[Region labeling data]
+--
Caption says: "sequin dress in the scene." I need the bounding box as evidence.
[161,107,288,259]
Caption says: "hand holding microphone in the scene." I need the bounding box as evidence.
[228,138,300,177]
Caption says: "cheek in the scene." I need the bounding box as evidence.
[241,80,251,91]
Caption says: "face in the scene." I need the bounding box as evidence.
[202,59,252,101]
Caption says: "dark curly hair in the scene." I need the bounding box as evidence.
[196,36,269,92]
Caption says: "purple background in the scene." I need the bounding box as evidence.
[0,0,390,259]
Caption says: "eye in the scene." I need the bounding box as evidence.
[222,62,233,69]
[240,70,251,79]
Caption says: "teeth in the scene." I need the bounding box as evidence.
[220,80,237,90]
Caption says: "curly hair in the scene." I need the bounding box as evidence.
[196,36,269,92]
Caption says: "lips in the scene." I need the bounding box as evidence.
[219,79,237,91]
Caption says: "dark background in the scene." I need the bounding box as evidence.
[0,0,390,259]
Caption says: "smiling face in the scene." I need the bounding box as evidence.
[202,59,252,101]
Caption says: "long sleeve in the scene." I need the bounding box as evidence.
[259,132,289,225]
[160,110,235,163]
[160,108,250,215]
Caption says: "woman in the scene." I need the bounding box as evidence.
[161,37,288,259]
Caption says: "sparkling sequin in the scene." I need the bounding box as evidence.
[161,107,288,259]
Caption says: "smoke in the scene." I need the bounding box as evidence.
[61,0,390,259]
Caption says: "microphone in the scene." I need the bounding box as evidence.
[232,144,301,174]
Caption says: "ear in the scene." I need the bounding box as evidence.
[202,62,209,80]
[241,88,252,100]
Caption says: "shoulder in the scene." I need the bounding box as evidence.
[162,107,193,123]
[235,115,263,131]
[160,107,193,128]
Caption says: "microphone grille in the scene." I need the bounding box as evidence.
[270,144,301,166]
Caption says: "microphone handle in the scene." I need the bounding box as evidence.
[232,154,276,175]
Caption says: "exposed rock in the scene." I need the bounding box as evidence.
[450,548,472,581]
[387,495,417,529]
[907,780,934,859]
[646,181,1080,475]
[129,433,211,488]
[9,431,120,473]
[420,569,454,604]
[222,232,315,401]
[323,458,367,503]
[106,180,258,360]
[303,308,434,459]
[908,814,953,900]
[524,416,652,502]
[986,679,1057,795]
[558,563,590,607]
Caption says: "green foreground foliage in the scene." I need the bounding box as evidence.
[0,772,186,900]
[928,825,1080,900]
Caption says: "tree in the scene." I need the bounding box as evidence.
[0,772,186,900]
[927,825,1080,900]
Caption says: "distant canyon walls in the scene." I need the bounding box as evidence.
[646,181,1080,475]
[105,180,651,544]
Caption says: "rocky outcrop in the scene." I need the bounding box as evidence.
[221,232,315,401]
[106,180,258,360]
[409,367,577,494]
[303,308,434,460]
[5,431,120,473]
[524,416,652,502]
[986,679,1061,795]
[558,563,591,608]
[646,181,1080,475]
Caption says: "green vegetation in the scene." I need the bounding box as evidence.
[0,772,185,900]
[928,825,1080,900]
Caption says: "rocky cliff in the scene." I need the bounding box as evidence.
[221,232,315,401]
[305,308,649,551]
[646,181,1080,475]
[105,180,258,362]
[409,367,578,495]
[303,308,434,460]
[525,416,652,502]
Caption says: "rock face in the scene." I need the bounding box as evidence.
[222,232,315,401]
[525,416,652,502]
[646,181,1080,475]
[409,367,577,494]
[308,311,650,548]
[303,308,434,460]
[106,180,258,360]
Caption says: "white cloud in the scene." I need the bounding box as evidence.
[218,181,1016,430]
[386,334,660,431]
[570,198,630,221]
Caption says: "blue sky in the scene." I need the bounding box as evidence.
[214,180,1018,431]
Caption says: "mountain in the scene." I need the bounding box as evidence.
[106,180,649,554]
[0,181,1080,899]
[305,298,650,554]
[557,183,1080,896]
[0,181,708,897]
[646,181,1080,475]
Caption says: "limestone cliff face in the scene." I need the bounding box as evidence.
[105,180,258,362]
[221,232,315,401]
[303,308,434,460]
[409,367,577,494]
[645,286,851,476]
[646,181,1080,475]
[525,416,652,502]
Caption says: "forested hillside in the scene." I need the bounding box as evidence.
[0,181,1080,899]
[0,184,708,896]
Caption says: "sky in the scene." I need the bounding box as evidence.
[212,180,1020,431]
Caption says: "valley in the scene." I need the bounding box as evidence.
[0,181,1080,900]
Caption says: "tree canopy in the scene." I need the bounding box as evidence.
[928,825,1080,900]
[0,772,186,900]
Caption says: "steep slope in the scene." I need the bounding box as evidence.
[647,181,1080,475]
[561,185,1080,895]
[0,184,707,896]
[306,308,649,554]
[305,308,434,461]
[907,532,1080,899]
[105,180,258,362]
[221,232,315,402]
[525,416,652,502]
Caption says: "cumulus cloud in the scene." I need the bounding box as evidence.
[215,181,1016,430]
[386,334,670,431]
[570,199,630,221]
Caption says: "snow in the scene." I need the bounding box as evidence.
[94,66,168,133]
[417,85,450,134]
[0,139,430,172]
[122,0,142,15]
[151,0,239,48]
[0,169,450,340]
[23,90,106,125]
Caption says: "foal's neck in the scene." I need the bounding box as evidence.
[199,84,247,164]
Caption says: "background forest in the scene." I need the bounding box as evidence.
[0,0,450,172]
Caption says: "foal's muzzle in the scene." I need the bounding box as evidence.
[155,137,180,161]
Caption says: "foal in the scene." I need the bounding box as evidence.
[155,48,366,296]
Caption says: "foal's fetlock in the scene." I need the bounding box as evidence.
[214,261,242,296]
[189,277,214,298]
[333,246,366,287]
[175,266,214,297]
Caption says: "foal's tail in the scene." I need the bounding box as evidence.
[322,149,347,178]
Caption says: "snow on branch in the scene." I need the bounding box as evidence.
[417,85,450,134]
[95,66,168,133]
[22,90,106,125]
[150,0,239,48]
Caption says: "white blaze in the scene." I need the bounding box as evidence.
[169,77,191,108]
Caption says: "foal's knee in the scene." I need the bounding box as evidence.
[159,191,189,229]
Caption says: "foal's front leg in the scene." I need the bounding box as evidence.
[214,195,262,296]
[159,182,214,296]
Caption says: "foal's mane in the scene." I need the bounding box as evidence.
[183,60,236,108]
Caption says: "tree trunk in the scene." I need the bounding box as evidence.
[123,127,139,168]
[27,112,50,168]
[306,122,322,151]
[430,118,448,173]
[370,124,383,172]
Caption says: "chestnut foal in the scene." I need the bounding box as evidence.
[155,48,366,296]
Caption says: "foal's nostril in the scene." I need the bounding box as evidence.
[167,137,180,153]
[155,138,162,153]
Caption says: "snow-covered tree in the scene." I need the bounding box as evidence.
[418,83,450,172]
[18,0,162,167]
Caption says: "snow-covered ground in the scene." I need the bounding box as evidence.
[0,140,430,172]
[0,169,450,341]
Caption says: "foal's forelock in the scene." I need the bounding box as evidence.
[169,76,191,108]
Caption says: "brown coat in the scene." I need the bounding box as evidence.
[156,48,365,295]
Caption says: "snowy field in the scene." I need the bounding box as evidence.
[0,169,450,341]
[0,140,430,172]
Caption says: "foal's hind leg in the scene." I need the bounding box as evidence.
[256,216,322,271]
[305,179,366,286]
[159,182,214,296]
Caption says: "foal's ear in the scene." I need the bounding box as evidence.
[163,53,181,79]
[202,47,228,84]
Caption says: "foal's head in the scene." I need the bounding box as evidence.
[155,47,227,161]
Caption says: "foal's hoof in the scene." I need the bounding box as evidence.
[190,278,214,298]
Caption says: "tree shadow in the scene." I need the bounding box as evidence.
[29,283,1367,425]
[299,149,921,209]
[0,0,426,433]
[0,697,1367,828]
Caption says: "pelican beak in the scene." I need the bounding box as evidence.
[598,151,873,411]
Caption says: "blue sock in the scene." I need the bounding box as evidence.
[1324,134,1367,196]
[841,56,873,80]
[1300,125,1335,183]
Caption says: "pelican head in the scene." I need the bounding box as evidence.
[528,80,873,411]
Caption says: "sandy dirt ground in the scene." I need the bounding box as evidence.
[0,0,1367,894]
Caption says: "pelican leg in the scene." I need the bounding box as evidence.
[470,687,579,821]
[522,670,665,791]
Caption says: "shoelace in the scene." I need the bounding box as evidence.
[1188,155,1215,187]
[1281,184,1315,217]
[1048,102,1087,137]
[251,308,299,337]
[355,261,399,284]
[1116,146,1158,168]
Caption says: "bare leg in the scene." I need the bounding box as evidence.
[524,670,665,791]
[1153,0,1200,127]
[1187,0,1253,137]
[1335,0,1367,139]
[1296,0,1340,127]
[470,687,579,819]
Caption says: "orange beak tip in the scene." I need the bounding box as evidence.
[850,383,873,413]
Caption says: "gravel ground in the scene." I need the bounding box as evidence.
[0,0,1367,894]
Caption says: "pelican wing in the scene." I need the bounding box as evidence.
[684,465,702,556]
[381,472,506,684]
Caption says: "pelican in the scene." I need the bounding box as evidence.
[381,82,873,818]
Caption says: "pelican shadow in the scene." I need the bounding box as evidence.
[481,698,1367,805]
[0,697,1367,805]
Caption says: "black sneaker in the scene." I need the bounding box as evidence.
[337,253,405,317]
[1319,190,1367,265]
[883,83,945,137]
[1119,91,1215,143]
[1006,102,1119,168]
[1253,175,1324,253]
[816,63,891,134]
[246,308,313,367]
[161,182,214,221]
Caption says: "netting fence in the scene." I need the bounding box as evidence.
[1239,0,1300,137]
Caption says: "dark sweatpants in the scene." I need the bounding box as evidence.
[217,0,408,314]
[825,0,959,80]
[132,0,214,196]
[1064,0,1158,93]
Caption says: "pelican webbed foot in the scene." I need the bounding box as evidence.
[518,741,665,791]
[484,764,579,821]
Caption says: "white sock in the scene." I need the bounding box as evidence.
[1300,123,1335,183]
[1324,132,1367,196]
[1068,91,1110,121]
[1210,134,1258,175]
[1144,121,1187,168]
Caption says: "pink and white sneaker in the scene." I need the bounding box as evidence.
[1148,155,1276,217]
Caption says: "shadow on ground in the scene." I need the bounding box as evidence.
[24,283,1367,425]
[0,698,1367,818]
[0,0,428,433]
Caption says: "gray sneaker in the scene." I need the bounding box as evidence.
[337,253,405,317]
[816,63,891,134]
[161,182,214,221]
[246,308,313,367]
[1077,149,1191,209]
+--
# WORK INSTRUCTIONS:
Recast the data from the line containing "sweatpants in the" down to the line containing "[484,764,579,821]" as a two-column CSV with the headers text and answer. Give one row per item, with the text and its answer each in a single quoted field and line breaks turned into spaces.

# WRITTEN RESPONSE:
text,answer
"Caption says: ""dark sweatpants in the scene."" I need the bounding box as evidence.","[217,0,408,314] [825,0,959,80] [132,0,214,196] [1064,0,1158,93]"
"Caption says: ""pelican webbed foot in the scene."" I need the bounding box as evidence.","[518,741,665,791] [484,764,579,821]"